==== RAW DATA ====

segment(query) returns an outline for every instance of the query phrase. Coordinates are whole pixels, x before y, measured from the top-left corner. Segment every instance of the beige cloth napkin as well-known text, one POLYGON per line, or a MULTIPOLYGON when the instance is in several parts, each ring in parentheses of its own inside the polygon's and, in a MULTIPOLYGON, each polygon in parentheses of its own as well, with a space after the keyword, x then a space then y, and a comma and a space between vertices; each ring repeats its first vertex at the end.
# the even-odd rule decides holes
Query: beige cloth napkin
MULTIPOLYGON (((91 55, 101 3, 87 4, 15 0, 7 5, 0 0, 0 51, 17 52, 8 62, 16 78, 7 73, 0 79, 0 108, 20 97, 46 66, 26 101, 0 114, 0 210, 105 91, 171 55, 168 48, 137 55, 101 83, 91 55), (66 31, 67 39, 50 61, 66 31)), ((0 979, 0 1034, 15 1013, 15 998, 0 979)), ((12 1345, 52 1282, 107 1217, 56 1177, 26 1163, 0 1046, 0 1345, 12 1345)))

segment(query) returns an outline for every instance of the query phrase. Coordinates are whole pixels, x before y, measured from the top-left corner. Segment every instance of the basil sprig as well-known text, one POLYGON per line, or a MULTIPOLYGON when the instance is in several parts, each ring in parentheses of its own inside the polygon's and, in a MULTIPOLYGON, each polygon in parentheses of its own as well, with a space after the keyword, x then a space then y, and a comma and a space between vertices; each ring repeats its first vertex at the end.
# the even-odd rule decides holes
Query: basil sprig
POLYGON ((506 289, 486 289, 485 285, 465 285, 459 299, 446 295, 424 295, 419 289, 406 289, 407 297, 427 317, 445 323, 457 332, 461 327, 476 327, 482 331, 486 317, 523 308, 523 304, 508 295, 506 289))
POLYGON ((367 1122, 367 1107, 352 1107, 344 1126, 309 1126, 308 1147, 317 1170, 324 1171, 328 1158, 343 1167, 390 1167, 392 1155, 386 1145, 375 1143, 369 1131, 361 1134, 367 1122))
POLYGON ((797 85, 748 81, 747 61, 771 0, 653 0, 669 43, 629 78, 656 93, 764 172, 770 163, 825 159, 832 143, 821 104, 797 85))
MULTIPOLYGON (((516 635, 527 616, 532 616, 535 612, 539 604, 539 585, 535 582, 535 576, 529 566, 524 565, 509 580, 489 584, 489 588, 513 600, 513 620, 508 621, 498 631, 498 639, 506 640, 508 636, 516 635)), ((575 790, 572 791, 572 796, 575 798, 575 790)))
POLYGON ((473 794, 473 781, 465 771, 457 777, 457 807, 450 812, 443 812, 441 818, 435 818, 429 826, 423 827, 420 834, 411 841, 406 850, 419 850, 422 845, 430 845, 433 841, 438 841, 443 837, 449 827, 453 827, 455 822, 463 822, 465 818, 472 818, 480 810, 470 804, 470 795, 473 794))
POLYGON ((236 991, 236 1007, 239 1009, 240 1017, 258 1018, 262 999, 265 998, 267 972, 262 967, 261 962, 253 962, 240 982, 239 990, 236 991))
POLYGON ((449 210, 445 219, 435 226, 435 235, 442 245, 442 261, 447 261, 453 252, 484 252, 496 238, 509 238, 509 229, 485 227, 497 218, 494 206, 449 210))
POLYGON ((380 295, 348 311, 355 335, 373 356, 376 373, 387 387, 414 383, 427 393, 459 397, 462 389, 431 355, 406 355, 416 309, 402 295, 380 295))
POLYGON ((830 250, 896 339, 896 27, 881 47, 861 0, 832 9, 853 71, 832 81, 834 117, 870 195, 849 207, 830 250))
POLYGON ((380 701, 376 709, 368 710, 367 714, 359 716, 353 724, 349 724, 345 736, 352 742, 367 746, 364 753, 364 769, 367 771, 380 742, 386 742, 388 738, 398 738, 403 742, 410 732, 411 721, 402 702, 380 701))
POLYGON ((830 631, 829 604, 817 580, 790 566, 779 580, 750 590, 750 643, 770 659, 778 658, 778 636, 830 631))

====

**TASK BRIEF:**
Copy out the items word for word, starting at the very beginning and ending with the line that contains "Query: beige cloth napkin". Include that line.

**OUTPUT BELOW:**
segment(query) returns an outline for every instance of the query phrase. Coordinates are whole pixels, x before y, measured from the top-left corner. Segment every instance of the beige cloth napkin as well-known text, one POLYGON per line, or a MULTIPOLYGON when the instance is in several parts, each ring in parentheses of its own inside the polygon's and, in a MULTIPOLYGON, each polygon in parentheses of its own as well, with a space after the keyword, x then a space then y, and a comma and a space between vertices; each ring repeats its first vertex at the end.
# the even-odd rule decides holes
Query: beige cloth napkin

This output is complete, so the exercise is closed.